Page text –
_ _ _ _ _
Autocorrelation, the correlation of a signal with a delayed copy of itself, is a critical diagnostic concern across time series analysis, econometrics, and signal processing. When present in regression residuals, it violates the assumption of independence underlying many statistical models, potentially invalidating standard errors and t-statistics. Detecting and quantifying this dependency is therefore essential for robust inference and accurate forecasting. A robust suite of tests for autocorrelation exists, each designed for specific data characteristics, model structures, and types of dependence.
Understanding the Nature of Autocorrelation
Before selecting a testing methodology, it is vital to clarify the form of autocorrelation under investigation. The most common form is first-order serial correlation, where the current error term depends linearly on the previous period's error. Higher-order autoregressive structures involve dependencies on multiple past lags. Furthermore, the context dictates the appropriate test; one must distinguish between autocorrelation in the raw time series and, more critically, in the residuals of a fitted regression model. The latter scenario is the primary focus of diagnostic testing, as it indicates model misspecification in capturing dynamic relationships.
_ _ _ _ _
Data section –
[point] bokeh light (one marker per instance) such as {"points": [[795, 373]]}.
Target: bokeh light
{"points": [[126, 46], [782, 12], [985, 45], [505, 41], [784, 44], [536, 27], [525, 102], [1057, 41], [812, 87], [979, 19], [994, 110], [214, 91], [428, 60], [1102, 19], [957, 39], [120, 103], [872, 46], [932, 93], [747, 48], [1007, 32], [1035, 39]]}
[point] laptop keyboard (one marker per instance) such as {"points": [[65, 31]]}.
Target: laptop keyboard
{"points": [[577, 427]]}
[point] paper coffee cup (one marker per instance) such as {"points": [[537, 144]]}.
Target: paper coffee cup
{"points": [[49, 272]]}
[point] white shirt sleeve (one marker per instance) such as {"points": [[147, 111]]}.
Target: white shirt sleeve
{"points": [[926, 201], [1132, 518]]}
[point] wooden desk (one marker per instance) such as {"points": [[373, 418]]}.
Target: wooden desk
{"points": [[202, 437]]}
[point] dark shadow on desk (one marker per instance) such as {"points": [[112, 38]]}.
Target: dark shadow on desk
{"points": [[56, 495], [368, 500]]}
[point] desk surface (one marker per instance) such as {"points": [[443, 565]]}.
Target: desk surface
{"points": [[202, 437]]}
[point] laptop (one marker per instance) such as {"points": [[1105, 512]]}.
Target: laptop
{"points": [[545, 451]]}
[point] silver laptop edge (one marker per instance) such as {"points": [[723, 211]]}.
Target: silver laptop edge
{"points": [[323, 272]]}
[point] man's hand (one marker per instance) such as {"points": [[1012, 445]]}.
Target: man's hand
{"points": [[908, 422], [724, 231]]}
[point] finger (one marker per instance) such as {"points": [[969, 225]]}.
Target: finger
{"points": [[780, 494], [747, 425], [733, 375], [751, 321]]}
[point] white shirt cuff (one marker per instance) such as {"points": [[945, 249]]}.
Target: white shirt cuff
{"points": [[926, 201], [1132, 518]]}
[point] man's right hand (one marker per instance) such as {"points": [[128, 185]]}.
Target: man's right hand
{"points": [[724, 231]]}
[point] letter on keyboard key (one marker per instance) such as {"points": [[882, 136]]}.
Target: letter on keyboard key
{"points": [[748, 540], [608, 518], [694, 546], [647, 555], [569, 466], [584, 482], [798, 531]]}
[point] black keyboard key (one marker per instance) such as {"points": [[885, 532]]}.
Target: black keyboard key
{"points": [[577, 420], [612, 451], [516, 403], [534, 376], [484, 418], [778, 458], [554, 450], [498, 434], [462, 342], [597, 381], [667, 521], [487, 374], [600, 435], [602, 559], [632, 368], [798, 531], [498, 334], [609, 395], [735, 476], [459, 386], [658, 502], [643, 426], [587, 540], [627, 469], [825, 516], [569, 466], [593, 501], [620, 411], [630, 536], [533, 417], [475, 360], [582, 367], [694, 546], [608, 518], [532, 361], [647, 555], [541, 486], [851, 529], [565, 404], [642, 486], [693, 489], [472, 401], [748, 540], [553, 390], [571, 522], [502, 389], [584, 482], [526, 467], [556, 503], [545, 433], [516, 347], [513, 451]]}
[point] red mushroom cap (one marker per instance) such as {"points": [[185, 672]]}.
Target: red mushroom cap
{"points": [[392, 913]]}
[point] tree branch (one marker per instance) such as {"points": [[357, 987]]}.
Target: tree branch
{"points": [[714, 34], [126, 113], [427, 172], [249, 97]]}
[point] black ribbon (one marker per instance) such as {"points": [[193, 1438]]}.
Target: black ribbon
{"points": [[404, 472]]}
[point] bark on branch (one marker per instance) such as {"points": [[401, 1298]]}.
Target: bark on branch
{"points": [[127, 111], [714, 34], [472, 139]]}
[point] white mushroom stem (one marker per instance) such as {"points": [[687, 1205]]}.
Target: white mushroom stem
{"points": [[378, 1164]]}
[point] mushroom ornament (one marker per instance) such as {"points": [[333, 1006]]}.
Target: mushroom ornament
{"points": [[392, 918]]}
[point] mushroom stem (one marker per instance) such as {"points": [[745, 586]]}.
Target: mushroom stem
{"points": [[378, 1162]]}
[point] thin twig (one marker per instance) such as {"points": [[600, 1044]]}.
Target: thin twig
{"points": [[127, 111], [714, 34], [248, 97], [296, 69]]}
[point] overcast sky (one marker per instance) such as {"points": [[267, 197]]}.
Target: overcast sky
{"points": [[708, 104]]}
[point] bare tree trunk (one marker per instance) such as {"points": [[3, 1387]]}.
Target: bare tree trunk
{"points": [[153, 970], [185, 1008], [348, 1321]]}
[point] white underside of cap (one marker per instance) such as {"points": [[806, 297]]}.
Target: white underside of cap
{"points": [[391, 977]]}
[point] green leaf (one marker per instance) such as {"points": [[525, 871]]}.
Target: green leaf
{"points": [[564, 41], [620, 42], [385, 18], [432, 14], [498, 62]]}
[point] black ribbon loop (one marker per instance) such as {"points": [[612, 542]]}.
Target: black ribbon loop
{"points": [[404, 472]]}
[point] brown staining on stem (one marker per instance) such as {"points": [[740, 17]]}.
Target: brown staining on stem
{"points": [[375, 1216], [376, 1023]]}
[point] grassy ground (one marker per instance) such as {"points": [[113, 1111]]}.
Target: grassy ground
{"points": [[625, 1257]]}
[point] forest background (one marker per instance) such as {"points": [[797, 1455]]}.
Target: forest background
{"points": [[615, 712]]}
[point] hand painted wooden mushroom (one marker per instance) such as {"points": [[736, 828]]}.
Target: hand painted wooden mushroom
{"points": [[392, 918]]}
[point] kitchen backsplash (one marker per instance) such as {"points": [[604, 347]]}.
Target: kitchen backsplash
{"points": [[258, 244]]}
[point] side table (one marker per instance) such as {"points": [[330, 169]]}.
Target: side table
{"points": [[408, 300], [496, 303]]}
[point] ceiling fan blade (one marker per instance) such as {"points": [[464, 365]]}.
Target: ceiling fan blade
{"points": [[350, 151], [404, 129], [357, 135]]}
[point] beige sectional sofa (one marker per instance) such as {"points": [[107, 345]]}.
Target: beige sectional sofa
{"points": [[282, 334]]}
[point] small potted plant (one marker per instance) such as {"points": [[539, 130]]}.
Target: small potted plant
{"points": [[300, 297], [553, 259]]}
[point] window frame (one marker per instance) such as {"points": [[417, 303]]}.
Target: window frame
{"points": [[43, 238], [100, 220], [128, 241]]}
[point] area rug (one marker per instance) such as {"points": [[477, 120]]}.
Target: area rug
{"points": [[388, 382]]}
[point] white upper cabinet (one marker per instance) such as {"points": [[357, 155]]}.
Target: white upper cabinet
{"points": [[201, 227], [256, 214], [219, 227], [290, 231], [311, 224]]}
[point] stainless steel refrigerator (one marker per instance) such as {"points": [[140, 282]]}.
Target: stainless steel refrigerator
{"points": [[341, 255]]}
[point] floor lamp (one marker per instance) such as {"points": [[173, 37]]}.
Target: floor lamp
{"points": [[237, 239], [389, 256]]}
_ _ _ _ _
Required action –
Please answer from the autocorrelation page: what is the most common form of autocorrelation? The items have nothing to do with what comes next.

Reply –
First-order serial correlation, in which the current error term depends linearly on the previous period's error.